Please revise the material below, everything from the line containing "Please trace the outline of every instance of the white" down to the line containing "128 37 L 123", changing "whole pixels" to "integer pixels" and leaving all else as it is. Return only those lines.

» **Raw data**
# # # # # # #
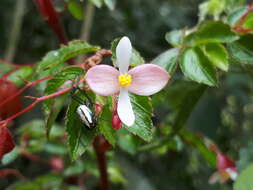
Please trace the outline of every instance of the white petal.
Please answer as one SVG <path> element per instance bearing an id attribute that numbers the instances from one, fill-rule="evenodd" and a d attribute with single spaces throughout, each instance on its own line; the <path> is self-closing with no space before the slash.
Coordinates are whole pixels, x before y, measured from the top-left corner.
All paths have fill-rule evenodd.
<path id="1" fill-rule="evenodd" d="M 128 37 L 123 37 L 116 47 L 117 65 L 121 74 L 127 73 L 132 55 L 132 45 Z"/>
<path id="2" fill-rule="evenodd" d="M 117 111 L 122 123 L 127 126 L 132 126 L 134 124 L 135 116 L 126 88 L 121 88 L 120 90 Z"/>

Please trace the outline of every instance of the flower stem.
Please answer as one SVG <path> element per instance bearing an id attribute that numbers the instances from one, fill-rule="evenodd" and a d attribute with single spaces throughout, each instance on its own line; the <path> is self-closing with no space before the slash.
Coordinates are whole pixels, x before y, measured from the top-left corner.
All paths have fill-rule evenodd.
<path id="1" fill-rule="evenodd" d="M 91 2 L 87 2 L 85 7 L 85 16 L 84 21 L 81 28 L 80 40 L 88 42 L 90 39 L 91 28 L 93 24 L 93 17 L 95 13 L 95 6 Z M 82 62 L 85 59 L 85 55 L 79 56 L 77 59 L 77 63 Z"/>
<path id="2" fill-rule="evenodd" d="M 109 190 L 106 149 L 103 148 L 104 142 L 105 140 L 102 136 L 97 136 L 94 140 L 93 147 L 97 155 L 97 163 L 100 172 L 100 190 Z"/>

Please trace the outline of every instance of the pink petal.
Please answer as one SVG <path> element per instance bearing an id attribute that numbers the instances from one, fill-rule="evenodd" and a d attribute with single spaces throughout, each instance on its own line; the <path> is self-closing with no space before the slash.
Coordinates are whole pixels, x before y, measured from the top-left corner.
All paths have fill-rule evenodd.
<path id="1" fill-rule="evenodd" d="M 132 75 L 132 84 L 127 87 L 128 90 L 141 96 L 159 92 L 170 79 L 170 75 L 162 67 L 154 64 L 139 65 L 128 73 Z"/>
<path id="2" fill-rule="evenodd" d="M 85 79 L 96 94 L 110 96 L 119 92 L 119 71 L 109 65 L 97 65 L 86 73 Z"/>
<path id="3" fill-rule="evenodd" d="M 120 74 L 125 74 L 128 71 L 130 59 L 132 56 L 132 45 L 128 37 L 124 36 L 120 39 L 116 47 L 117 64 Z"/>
# # # # # # #
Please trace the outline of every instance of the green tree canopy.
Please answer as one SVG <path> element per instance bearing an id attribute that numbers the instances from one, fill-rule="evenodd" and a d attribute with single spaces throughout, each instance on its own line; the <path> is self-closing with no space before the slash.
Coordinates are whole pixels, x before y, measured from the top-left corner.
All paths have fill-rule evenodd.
# # # # # # #
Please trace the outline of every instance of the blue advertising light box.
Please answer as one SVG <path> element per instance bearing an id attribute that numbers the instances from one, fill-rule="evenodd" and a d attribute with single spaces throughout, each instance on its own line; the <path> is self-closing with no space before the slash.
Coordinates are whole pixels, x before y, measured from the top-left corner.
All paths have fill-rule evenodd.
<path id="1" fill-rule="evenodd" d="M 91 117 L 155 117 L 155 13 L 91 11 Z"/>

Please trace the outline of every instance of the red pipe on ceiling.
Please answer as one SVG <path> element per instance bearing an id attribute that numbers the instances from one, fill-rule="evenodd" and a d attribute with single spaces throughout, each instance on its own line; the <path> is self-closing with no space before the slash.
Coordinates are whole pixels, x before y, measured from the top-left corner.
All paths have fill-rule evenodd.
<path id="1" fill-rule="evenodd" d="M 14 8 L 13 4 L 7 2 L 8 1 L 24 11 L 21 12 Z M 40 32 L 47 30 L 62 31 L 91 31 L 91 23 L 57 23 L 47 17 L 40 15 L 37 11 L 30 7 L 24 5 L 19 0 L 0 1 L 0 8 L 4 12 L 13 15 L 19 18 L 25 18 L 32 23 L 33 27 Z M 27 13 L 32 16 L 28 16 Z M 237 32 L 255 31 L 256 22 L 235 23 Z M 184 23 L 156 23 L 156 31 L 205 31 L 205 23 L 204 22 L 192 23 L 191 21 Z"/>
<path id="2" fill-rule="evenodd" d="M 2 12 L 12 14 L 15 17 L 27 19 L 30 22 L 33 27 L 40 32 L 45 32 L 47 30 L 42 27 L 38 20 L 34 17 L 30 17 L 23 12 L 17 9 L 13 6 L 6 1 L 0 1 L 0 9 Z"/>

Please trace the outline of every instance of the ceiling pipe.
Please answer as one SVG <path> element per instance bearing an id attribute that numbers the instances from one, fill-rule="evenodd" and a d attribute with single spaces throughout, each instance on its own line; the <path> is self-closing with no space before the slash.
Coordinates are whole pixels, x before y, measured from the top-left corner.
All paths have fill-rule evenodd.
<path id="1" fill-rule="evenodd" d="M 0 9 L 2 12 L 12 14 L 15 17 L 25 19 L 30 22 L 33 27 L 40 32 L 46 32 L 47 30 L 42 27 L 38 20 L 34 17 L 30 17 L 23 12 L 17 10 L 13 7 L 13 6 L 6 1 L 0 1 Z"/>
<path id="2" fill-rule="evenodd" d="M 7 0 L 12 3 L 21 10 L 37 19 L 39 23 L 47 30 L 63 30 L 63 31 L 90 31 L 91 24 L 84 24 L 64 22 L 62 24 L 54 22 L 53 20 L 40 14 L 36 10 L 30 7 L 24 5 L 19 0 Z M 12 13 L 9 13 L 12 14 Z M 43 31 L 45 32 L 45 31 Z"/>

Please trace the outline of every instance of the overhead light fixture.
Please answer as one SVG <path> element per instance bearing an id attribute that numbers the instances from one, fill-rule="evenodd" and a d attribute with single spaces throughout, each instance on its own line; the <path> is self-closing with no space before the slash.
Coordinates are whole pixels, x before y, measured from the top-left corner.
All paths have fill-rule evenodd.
# # # # # # #
» **The reply**
Please trace the outline of every instance of the white petal.
Please answer as one SVG <path> element per instance bearing an id attribute that numbers the instances from one, fill-rule="evenodd" and a d attribute with single spaces throughout, each instance on its own line; the <path> is self-closing with no space before the slash.
Coordinates are integer pixels, x before y, measured from the top-left corner.
All paths have fill-rule evenodd.
<path id="1" fill-rule="evenodd" d="M 128 37 L 123 37 L 116 47 L 117 65 L 121 74 L 127 73 L 132 55 L 132 45 Z"/>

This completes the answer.